* EXERCISE: In the copy, every record below must appear exactly as given, and no picture may appear.

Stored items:

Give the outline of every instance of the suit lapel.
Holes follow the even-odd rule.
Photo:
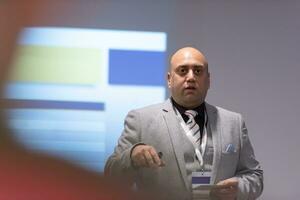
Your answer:
[[[178,122],[178,119],[176,117],[176,114],[175,114],[175,111],[173,109],[170,99],[168,99],[163,106],[163,116],[164,116],[166,125],[168,127],[168,133],[171,138],[173,150],[176,155],[177,164],[179,166],[182,179],[185,183],[186,188],[189,189],[189,183],[188,183],[188,178],[187,178],[187,173],[186,173],[184,156],[183,156],[183,152],[181,150],[181,146],[182,146],[181,138],[182,138],[183,130],[180,127],[180,124]]]
[[[220,167],[220,160],[221,160],[221,125],[220,119],[218,117],[217,108],[205,103],[207,116],[208,116],[208,124],[210,131],[212,133],[212,140],[213,140],[213,147],[214,147],[214,157],[213,157],[213,168],[212,168],[212,183],[215,183],[218,177],[218,171]],[[171,100],[168,99],[163,104],[163,116],[168,127],[168,133],[171,138],[172,147],[176,155],[177,164],[180,169],[180,173],[182,179],[185,183],[187,189],[189,189],[189,182],[186,173],[186,166],[184,161],[183,152],[181,150],[182,146],[182,134],[183,130],[178,123],[178,119],[176,118],[175,111],[173,109]]]
[[[214,158],[213,158],[213,168],[212,168],[212,183],[215,183],[216,178],[218,177],[218,171],[221,160],[221,125],[220,119],[218,118],[217,108],[205,103],[208,124],[212,133],[213,147],[214,147]]]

* TASK RESPONSE:
Give the outline of every instance of the suit lapel.
Holes follow the even-odd rule.
Photo:
Your answer:
[[[178,122],[178,119],[176,117],[176,114],[175,114],[175,111],[173,109],[170,99],[168,99],[163,106],[163,116],[164,116],[166,125],[168,127],[168,133],[171,138],[173,150],[176,155],[177,164],[179,166],[182,179],[185,183],[186,188],[189,189],[189,183],[188,183],[188,178],[187,178],[187,173],[186,173],[184,156],[183,156],[183,152],[181,150],[181,146],[182,146],[181,138],[182,138],[183,130],[180,127],[180,124]]]
[[[220,167],[220,160],[221,160],[221,125],[220,119],[218,117],[217,108],[205,103],[207,116],[208,116],[208,124],[210,131],[212,133],[212,140],[213,140],[213,147],[214,147],[214,157],[213,157],[213,168],[212,168],[212,183],[215,183],[218,177],[218,171]],[[171,100],[168,99],[163,104],[163,116],[168,127],[168,133],[171,138],[172,147],[176,155],[177,164],[180,169],[180,173],[182,179],[185,183],[187,189],[189,189],[189,182],[186,173],[186,166],[184,161],[183,152],[181,150],[182,146],[182,134],[183,130],[178,123],[178,119],[176,118],[175,111],[173,109]]]
[[[214,158],[213,158],[213,168],[212,168],[212,183],[215,183],[216,178],[218,177],[218,171],[221,160],[221,125],[220,119],[218,118],[217,108],[205,103],[208,124],[212,133],[213,147],[214,147]]]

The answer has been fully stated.